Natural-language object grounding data
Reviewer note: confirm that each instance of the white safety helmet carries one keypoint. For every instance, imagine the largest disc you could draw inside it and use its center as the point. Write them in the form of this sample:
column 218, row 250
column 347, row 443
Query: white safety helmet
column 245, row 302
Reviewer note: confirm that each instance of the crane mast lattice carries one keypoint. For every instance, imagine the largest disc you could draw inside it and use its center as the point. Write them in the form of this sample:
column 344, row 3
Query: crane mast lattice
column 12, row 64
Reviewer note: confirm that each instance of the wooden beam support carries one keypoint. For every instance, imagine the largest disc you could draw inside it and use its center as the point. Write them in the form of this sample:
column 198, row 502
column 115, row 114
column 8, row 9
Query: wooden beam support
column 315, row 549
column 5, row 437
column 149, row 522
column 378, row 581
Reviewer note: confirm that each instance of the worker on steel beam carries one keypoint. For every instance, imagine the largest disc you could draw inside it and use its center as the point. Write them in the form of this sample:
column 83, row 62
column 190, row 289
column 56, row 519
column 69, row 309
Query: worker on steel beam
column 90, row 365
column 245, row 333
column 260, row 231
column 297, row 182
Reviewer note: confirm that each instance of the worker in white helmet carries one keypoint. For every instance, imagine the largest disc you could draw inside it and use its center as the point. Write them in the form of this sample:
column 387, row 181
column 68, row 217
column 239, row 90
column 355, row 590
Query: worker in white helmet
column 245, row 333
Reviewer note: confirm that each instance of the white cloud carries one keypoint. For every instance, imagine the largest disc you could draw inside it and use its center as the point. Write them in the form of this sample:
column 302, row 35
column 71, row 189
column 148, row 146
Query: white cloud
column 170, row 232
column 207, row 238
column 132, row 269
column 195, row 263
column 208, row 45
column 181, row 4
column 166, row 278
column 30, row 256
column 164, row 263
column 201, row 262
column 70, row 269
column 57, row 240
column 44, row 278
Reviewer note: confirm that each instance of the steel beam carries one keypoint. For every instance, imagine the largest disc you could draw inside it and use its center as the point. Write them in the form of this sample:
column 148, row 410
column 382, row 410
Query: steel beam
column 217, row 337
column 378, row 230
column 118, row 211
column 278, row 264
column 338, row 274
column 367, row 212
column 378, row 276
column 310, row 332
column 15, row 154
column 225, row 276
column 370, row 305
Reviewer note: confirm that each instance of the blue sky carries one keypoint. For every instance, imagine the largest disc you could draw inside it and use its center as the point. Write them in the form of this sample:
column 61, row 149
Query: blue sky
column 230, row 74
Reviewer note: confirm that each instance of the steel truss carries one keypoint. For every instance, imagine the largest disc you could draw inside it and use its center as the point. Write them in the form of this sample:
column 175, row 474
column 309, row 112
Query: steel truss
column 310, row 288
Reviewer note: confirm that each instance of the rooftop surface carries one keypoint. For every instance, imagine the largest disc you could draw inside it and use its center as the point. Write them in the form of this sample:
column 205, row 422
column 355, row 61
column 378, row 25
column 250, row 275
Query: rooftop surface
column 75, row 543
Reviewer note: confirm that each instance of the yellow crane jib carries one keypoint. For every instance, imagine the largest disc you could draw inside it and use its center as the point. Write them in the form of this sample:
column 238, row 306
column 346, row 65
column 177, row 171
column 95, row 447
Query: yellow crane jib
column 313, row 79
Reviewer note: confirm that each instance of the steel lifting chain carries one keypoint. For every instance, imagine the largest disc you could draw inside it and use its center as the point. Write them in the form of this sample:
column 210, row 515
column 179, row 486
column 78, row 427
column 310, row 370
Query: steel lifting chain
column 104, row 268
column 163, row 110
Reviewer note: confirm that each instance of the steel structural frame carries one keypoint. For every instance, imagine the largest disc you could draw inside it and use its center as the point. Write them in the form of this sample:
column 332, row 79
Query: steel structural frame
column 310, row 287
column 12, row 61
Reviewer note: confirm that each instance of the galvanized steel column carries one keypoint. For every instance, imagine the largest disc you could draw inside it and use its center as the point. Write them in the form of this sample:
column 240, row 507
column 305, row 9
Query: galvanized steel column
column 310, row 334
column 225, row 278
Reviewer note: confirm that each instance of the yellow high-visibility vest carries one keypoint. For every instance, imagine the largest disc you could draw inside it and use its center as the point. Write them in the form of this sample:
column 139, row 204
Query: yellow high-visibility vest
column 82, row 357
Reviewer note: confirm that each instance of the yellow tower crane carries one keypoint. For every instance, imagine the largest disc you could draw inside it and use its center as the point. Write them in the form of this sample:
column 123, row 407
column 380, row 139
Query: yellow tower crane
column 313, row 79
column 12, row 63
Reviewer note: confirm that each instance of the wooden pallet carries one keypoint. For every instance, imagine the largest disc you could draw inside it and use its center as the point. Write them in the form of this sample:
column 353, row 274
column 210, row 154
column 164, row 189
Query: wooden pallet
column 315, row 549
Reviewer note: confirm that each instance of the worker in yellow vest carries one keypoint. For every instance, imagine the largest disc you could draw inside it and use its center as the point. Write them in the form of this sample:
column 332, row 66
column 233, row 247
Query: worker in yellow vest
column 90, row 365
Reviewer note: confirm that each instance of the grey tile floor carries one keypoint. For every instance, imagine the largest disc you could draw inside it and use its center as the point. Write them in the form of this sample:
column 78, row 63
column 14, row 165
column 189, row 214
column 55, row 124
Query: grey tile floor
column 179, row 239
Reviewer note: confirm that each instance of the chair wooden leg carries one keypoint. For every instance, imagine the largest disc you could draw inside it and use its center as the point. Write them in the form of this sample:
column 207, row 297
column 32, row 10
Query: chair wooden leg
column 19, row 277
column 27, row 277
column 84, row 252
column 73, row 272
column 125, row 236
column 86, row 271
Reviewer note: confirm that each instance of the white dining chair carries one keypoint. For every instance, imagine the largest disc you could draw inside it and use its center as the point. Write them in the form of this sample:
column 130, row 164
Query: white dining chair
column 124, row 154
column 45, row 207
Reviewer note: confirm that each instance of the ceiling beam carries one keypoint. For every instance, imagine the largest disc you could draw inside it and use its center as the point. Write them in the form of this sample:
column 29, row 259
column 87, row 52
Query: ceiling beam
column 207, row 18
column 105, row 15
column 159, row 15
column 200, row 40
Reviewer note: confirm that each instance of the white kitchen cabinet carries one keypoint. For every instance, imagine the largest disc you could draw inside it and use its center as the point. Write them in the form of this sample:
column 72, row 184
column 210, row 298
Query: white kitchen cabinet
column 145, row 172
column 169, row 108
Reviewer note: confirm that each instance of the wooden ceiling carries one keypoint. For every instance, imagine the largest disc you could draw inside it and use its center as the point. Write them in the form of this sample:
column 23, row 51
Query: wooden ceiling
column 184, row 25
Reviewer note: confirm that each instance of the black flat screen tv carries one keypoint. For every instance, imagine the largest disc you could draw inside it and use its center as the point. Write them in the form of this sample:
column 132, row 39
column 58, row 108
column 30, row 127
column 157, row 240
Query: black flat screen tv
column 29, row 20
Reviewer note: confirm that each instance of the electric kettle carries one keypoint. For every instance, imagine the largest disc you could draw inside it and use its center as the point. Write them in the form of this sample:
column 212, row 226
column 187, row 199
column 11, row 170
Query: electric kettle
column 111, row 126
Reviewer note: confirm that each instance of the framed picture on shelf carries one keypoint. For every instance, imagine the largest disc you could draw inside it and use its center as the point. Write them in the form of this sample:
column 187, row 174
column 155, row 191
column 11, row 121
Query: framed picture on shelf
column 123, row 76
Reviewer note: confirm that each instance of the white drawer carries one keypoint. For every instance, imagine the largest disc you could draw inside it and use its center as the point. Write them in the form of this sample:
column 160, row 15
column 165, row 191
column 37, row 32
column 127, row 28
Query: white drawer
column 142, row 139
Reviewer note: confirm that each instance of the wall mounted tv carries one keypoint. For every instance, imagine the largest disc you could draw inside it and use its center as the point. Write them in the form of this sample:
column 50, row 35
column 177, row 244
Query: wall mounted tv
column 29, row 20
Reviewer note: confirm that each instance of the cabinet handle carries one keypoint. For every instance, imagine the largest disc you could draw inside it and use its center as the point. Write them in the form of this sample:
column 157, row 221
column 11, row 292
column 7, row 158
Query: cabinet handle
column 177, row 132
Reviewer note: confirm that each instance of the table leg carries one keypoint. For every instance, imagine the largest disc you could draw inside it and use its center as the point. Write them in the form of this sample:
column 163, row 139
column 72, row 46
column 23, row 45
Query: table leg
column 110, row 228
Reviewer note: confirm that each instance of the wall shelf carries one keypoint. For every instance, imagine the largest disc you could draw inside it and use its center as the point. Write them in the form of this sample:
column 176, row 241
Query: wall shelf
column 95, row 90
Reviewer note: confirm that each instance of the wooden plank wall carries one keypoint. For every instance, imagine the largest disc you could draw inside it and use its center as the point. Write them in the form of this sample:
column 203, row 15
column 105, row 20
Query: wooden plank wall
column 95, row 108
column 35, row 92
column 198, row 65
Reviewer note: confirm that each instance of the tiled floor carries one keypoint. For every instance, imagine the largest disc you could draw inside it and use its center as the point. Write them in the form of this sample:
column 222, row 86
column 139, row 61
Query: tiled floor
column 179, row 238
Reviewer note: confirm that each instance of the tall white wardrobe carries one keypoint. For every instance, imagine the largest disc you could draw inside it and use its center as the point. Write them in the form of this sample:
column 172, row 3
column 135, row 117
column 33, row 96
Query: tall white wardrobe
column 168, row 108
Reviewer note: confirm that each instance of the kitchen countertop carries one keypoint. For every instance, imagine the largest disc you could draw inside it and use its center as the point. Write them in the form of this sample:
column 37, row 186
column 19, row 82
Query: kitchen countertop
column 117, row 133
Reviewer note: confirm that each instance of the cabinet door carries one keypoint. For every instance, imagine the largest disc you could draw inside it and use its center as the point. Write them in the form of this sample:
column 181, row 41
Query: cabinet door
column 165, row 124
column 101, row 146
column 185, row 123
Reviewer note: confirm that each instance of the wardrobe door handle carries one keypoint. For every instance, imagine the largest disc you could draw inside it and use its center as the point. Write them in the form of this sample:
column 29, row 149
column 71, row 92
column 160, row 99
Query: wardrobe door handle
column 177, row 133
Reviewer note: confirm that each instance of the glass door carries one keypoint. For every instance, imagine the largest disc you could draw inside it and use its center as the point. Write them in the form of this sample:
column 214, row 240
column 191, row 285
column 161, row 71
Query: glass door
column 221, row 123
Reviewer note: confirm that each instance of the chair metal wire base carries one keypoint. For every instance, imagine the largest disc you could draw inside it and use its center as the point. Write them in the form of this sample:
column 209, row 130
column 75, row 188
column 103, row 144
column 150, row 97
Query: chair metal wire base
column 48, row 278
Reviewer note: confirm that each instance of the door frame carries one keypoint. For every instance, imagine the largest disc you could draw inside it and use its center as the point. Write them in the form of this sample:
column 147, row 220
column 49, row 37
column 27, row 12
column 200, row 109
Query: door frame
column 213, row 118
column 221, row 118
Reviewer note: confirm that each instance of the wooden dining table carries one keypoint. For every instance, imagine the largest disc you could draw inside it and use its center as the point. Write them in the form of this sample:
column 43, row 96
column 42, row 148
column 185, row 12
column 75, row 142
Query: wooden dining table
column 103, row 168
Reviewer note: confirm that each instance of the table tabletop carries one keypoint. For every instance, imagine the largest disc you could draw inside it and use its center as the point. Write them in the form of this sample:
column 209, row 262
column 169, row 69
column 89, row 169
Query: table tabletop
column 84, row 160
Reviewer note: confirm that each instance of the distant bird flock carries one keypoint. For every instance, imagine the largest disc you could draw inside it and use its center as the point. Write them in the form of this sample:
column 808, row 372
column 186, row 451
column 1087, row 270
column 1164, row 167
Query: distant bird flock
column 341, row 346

■ Exercise aim: Output the lines above between the one holding "Query: wooden pallet" and the one holding "column 233, row 247", inclusive, with nothing before or after them.

■ Answer for this exercise:
Query: wooden pallet
column 315, row 549
Reviewer note: confirm that each instance of the worker in yellow vest carries one keypoint. For every instance, imagine the largest disc you could draw inside it and use its center as the point. Write them in the form of this sample:
column 332, row 66
column 233, row 247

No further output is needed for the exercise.